▶ **THE PROBLEM**
Return all of the entries exactly as written.

▶ **SUPPLIED RECORDS**
- Opening Delimiter -
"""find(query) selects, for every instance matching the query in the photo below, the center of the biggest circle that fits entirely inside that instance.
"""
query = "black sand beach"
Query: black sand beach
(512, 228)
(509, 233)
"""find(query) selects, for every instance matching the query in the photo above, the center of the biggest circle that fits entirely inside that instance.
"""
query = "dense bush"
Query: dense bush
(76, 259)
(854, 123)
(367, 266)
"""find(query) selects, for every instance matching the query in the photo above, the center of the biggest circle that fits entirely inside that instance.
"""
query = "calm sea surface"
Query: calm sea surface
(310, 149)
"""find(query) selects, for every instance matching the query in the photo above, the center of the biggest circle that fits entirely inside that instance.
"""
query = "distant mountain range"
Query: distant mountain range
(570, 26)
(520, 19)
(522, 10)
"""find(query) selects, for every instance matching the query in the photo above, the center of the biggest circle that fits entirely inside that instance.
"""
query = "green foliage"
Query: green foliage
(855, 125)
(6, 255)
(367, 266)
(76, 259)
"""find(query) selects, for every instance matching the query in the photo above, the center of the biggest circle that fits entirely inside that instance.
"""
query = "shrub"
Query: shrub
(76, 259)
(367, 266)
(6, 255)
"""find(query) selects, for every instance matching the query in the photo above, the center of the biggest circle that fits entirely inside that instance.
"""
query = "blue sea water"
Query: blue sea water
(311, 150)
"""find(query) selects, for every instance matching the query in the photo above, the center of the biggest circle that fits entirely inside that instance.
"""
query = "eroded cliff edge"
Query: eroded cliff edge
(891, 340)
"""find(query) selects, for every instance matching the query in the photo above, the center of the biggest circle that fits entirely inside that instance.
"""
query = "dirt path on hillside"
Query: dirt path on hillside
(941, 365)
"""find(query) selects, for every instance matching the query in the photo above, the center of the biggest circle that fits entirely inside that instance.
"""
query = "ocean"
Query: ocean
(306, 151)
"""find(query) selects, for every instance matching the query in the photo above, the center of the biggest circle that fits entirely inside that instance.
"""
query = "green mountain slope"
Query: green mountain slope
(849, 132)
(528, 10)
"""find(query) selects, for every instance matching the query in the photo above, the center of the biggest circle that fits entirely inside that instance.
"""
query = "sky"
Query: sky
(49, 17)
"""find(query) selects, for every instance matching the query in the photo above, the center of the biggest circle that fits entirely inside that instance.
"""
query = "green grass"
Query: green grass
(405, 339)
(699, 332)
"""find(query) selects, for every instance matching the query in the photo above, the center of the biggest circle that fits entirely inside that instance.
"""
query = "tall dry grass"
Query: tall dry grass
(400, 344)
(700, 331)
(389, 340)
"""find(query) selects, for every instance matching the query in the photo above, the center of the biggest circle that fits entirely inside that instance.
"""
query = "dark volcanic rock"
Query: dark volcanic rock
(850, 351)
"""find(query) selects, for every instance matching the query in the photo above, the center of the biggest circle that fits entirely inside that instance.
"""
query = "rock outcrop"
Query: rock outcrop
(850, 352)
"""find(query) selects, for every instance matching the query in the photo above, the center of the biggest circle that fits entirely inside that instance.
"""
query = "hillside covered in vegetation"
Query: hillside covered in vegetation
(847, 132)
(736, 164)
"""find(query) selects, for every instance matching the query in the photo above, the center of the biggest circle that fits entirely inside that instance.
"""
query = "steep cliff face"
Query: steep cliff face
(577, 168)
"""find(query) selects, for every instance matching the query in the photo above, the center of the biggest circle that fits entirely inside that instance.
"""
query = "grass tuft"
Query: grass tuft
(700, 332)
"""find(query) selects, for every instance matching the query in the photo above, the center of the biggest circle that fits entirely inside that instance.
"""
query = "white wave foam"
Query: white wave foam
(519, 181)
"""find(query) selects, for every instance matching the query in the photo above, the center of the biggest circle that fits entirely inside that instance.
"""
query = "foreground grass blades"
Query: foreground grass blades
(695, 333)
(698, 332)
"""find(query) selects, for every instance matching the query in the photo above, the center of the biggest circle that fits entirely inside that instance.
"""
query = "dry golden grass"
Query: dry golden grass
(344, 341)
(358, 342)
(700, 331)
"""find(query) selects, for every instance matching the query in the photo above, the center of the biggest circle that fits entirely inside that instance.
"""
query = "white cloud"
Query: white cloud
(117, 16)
- Closing Delimiter -
▶ **EXERCISE OUTPUT**
"""find(query) selects, for every instance matching the query in the photo below, the center of the biggest circle that fits entirely inside that instance.
"""
query = "black sand beach"
Query: black sand beach
(512, 228)
(509, 233)
"""find(query) selects, for every instance matching the query in the photo above, the center of the biggest circle that fits entirely inside that instance.
"""
query = "dense bush"
Query: dense bush
(76, 259)
(854, 123)
(367, 266)
"""find(query) selects, for every instance matching the query in the photo above, the center of the biggest circle that fits entirely inside that instance.
"""
query = "calm sea surface"
Query: calm sea surface
(310, 149)
"""find(query) selects, for every instance matching the query in the photo above, the center of the biggest circle that fits entirely inside that instance.
"""
query = "distant mountain range"
Query: distant mountain range
(570, 26)
(520, 19)
(522, 10)
"""find(query) selects, for every instance matching the query in the photo above, the center of the biggest circle that fits entirely inside that instance.
"""
query = "green foliage"
Query: green foliage
(855, 125)
(6, 255)
(367, 266)
(76, 259)
"""find(query) selects, for every instance matching the query in the photo above, the center of the biggest circle that fits entirely inside that instance.
"""
query = "shrub"
Query: shrub
(76, 259)
(367, 266)
(6, 255)
"""find(query) selects, for every instance matching the query in the photo above, the center of the biggest circle that fits entirely inside that instance.
"""
query = "blue sea water"
Query: blue sea water
(311, 150)
"""find(query) selects, for every instance matching the query in the photo above, the center of the biggest circle that fits entirely inside that instance.
"""
query = "eroded cliff edge"
Query: eroded cliff edge
(891, 340)
"""find(query) selects, for every instance matching the query in the photo above, the center of the biggest circle that fits entirely inside that instance.
"""
query = "dirt path on hillside"
Query: dirt path on hillside
(941, 365)
"""find(query) selects, for every instance matching the query in the photo above, the center of the biggest circle that fits entirely inside that instance.
"""
query = "ocean"
Query: ocean
(306, 151)
"""find(query) selects, for every instance matching the query in the photo above, the center of the biggest circle that fits entirely inside that instance.
"""
query = "green mountain slope"
Query: green mountain slope
(849, 132)
(528, 10)
"""find(query) selects, for every instance matching the query in the photo above, the center of the biggest circle that fits entirely inside that instance.
"""
query = "sky"
Query: sky
(49, 17)
"""find(query) selects, for every instance matching the query in the photo above, the center of the biggest circle that fits entirely inside that instance.
"""
query = "green grass"
Query: green grass
(405, 339)
(699, 332)
"""find(query) selects, for every instance matching the query in the photo above, the center of the biggest circle that fits entirely inside that instance.
"""
query = "tall dry grass"
Query: tall dry grass
(400, 344)
(700, 331)
(389, 340)
"""find(query) selects, for every instance matching the query in the photo above, the center of the biggest circle that fits entirely inside that instance.
"""
query = "dark volcanic rock"
Query: dark volcanic rock
(850, 351)
"""find(query) selects, for every instance matching the query in the photo above, the center of the biggest circle that fits entirely inside that instance.
"""
query = "rock outcrop"
Query: rock outcrop
(850, 352)
"""find(query) selects, for every instance matching the query in the photo above, the center of the biggest circle that fits entirely inside that instance.
"""
query = "hillside covered in vegetation"
Query: hillside covered in vegetation
(847, 132)
(736, 164)
"""find(query) selects, for every instance matching the query in the photo above, the center of the biggest circle that fits entirely inside that instance.
"""
query = "steep cliff face"
Query: steep cliff face
(577, 168)
"""find(query) selects, for every instance matching the query in the photo above, the center of the biggest circle that fits entirely inside that instance.
"""
query = "grass tuft"
Query: grass tuft
(700, 332)
"""find(query) selects, for every instance matching the query in the photo above, the center of the biggest circle that fits entirely inside that instance.
"""
query = "white wave foam"
Query: white wave foam
(519, 181)
"""find(query) selects, for every instance matching the query in the photo above, the center of the biggest circle that fits entirely inside that instance.
"""
query = "foreground grass blades"
Query: foreground grass blades
(695, 333)
(698, 332)
"""find(query) selects, for every instance matching the query in the photo above, the center of the biggest circle that fits entirely inside that instance.
"""
query = "dry golden grass"
Query: dry golden grass
(344, 341)
(358, 342)
(700, 331)
"""find(query) selects, for every instance matching the query in the photo above, the center of the biggest circle that fits entirely inside that instance.
"""
query = "white cloud"
Query: white cloud
(117, 16)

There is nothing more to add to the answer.